Material for this task:
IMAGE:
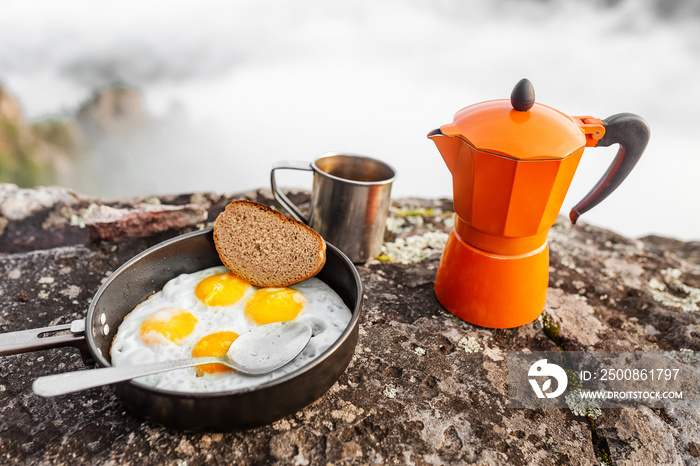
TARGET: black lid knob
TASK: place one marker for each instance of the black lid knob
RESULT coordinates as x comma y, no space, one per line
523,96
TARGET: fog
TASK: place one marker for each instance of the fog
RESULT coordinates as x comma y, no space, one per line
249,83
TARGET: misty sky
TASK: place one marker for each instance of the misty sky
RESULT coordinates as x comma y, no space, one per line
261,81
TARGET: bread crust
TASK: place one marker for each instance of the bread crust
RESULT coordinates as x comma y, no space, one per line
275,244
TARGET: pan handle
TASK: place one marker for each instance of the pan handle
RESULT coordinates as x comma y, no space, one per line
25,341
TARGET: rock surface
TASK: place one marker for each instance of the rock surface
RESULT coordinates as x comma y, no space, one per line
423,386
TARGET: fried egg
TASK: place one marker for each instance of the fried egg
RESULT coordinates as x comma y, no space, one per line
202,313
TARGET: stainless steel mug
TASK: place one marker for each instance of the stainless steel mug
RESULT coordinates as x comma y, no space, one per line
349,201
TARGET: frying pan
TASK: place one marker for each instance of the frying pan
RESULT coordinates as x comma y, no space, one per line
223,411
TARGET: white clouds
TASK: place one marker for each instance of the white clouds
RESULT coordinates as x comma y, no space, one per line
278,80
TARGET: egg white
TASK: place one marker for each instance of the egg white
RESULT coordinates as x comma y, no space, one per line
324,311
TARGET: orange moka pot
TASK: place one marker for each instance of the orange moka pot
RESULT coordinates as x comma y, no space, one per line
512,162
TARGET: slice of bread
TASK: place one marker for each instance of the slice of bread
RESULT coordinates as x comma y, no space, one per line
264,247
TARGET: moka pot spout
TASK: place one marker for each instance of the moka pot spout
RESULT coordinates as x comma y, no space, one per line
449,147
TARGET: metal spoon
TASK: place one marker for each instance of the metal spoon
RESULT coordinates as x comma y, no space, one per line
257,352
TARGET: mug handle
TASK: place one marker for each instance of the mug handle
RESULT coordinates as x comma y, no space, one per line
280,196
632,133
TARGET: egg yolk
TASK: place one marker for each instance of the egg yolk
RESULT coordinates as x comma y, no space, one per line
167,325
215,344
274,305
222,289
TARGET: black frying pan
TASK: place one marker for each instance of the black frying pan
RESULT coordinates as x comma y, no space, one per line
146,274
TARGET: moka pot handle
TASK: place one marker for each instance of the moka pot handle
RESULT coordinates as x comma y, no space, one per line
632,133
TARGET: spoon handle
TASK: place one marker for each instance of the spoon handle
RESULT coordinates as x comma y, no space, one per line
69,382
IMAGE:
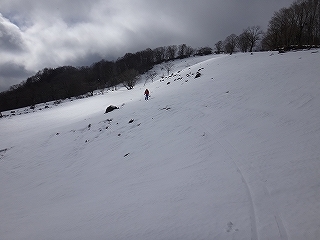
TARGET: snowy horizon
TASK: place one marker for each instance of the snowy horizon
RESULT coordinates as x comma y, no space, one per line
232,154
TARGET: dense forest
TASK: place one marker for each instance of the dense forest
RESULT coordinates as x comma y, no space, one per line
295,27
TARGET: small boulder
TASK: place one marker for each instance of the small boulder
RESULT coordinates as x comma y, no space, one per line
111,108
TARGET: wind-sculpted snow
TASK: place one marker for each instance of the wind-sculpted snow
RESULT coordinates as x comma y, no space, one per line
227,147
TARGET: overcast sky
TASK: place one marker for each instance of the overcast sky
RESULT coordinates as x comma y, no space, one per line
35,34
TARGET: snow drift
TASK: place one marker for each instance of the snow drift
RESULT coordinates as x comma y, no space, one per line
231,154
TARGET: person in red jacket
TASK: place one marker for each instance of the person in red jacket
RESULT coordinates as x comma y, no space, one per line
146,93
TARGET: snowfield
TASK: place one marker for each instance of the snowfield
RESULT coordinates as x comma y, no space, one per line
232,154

Short exercise:
Copy all of the records above line for line, leaving out the pictures.

Response to the task:
IMAGE:
TARGET: black lid knob
TASK: place one marker for each instance of the black lid knob
RESULT coordinates as x comma y, no space, one per line
523,96
TARGET: fog
TASK: place one marker for each instance of the fog
RESULT coordinates as x comma y, no space, one per line
249,83
TARGET: misty sky
TASK: place one marker for each instance of the misty sky
RESULT coordinates as x comma y, no space, one per line
261,81
TARGET: bread crust
TASK: place one marker for each instance of the bread crust
RESULT coordinates as x comma y, no space, one per line
275,244
TARGET: pan handle
TASK: place one marker for each instance of the pan handle
RESULT coordinates as x comma y, no space, one per line
25,341
TARGET: rock surface
TASK: place one marker for each instance of the rock surface
RESULT coordinates as x comma y, no space, one per line
423,386
TARGET: fried egg
TASK: place one marker for each instance of the fried egg
RESULT coordinates as x comma y, no space, one per line
202,313
TARGET: stainless steel mug
TASK: place one marker for each instance of the stainless steel mug
RESULT coordinates as x comma y, no space, one per line
349,201
TARGET: frying pan
TASK: place one marker for each instance of the frying pan
RESULT coordinates as x comma y, no space, one per line
223,411
TARGET: white clouds
TASK: place one marker for each instance of the white clouds
RESULT coordinates as x comma y, no space, one per line
278,80
TARGET: egg white
TASK: place one marker for each instance of the egg white
RESULT coordinates as x comma y, no space, one per line
324,311
TARGET: orange moka pot
TASK: place one marker for each instance of the orange moka pot
RESULT coordinates as x comma y, no space, one per line
512,162
TARGET: slice of bread
TASK: place one marker for each instance of the slice of bread
RESULT coordinates as x comma y, no space, one per line
264,247
TARGET: moka pot spout
TASK: place one marker for each instance of the moka pot spout
RESULT coordinates as x comma y, no space, one per line
449,147
TARGET: metal spoon
TASK: place one marker for each instance of the metal spoon
RESULT coordinates as x comma y, no space, one per line
257,352
TARGET: mug handle
TASK: place one marker for each instance of the mug handle
RESULT coordinates as x comma y, no space, one per line
280,196
632,133
TARGET: egg yolk
TASK: place one marker for each instance of the egg yolk
RESULT coordinates as x comma y, no space, one per line
167,325
215,344
274,305
222,289
TARGET: black frying pan
TASK: place one marker for each instance of the black frying pan
RESULT coordinates as x comma y, no space, one per line
146,274
TARGET: moka pot handle
TASK: place one marker for each instance of the moka pot handle
RESULT coordinates as x comma y, no space, one per line
632,133
TARGET: spoon handle
TASK: place one marker for each instance of the spoon handle
RESULT coordinates as x comma y, no space, one per line
69,382
IMAGE:
TARGET: snowy horizon
TASK: place one marker for each instance of the snowy horizon
RESULT coordinates as x comma y, no space, one per line
232,154
TARGET: dense forest
TASK: place one marker for each instance of the dense forest
RESULT coordinates as x comma y, no space, one per line
295,27
TARGET: small boulder
TASK: place one marker for each instance of the small boulder
RESULT coordinates as x comma y, no space, one per line
111,108
TARGET: wind-sculpted snow
TASK: place one marker for each instance of the wind-sculpted snow
RESULT coordinates as x comma y, no space, one per line
227,147
TARGET: overcast sky
TASK: place one marker for each instance of the overcast sky
RESULT coordinates as x comma y, no space, one per line
35,34
TARGET: snow drift
TASK: place one marker for each instance of the snow drift
RESULT coordinates as x comma y, no space, one per line
231,154
TARGET: person in red jacket
TASK: place one marker for each instance of the person in red jacket
RESULT coordinates as x comma y, no space, one per line
146,93
TARGET: snowfield
TASK: place one marker for each instance of the snowfield
RESULT coordinates as x comma y, no space, one per line
232,154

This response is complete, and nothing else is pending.